_Document section_.
<<<<

In Part I of this study, the development processes of Baiu frontal depressions (BFDs) have been examined through case-study numerical experiments. The numerical simulations revealed that latent heating is dominant for the development of BFDs in the western part of the Baiu frontal zone (W-BFDs), west of approximately 140°E, while both latent heating and baroclinicity are important for the development of BFDs in the eastern part of the zone (E-BFDs), east of approximately 140°E. In this study, idealized numerical simulations with zonally homogeneous basic fields are conducted to obtain a more generalized perspective of the development processes of BFDs.

>>>>

In the passage on Baiu frontal depressions, what process is dominant for the development of these depressions in the western part of the Baiu frontal zone? You can set the records aside; they are not needed here.

Stored records
<<<<

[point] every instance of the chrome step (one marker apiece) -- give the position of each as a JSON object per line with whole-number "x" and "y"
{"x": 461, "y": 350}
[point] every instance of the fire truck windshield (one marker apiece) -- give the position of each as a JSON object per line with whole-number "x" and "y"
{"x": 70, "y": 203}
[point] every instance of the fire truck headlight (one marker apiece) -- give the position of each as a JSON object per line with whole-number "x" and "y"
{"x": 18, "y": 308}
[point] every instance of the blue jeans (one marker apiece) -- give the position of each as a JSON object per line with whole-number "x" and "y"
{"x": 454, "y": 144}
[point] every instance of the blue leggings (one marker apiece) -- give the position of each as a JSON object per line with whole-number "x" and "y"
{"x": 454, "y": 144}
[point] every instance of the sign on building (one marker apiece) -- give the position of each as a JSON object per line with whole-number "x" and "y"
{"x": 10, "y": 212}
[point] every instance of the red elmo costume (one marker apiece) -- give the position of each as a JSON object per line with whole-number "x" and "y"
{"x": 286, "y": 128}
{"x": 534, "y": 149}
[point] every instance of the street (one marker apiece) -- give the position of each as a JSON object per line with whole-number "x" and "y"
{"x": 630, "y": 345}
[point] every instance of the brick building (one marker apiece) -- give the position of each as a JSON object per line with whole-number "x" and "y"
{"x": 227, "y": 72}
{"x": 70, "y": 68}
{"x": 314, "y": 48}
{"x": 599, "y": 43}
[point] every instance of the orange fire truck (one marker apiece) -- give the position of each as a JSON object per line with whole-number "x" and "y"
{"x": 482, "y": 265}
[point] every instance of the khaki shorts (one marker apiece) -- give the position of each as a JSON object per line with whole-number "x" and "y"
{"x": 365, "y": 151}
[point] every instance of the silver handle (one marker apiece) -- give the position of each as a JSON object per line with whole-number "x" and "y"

>>>>

_Task result_. Latent heating.